-- BEGIN --

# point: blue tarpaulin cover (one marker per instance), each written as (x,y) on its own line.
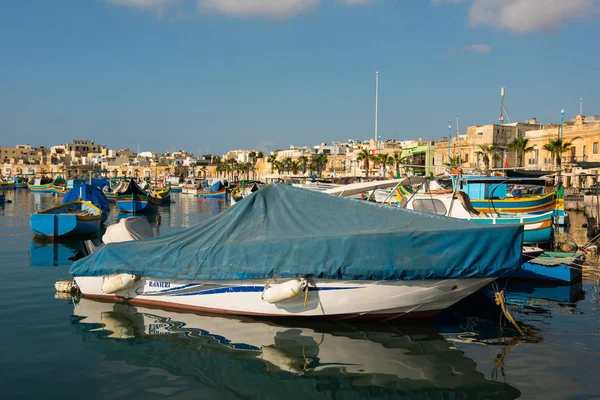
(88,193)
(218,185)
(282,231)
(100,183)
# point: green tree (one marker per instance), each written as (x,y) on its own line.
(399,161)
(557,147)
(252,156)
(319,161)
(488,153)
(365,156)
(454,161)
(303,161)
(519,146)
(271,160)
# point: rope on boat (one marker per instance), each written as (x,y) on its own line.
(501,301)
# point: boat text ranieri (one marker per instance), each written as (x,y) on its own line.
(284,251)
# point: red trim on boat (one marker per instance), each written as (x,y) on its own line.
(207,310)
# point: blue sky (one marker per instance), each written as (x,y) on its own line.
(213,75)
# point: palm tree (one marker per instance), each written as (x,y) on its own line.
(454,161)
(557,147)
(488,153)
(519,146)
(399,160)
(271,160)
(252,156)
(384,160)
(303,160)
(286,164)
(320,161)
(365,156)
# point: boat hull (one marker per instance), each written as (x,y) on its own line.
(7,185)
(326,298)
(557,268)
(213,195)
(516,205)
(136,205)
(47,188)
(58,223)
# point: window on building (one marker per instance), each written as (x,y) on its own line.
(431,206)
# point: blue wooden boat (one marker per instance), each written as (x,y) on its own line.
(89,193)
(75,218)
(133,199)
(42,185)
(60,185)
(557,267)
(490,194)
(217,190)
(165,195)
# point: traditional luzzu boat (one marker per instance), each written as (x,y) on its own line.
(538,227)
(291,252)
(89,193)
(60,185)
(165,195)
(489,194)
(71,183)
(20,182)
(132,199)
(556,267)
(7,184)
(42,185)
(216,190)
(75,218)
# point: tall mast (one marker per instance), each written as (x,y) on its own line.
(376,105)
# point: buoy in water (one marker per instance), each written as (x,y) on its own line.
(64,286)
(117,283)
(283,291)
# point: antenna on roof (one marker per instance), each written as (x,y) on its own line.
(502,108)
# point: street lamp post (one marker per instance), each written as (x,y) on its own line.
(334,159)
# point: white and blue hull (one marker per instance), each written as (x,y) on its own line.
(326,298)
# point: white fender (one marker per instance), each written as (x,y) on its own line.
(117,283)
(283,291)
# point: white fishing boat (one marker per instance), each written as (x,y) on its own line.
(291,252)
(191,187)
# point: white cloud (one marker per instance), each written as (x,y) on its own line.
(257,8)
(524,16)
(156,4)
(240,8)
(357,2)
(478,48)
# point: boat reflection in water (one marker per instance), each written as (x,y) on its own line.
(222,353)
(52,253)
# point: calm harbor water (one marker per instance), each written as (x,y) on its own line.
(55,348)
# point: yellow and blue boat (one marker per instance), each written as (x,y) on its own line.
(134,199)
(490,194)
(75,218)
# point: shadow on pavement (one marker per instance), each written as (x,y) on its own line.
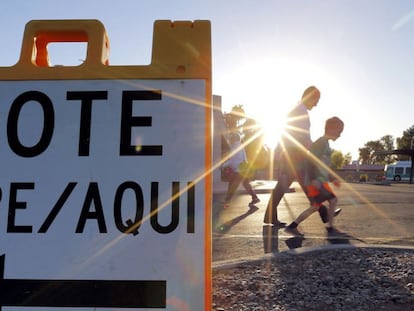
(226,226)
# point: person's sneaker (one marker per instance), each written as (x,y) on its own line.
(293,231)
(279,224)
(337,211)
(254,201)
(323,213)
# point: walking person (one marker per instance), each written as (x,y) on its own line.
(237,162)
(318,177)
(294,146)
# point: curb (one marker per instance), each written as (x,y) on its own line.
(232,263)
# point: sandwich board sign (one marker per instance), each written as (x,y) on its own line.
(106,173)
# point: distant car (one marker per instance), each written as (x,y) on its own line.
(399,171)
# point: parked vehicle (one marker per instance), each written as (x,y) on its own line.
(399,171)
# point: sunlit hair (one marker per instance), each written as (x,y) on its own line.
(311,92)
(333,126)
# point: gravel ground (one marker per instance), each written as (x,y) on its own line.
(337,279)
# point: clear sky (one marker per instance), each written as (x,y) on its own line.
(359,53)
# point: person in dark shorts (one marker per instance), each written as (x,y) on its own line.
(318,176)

-- END --
-- BEGIN --

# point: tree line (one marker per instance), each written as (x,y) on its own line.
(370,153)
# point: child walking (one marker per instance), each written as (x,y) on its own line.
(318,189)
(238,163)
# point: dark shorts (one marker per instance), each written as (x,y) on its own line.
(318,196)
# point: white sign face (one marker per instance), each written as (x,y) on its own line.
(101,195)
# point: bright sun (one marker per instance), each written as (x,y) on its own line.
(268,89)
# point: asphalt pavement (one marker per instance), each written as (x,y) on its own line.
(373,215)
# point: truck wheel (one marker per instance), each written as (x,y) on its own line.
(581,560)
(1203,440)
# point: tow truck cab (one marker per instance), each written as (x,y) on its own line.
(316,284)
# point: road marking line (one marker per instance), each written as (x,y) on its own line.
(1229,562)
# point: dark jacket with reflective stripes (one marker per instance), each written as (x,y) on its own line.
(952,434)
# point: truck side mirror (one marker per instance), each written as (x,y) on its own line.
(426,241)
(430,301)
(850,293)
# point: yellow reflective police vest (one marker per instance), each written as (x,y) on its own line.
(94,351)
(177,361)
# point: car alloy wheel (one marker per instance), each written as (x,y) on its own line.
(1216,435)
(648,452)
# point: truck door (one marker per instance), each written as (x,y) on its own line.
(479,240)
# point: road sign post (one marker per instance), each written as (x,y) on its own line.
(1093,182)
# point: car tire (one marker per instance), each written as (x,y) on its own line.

-- END --

What the task asks: Please pull out every line from the rows above that contains the string "road", matching case exactly.

Task answer:
# point: road marking line (one marker per instance), each written as (x,y) on its own line.
# point: road sign post (one marker per instance), each written as (x,y) on its own line.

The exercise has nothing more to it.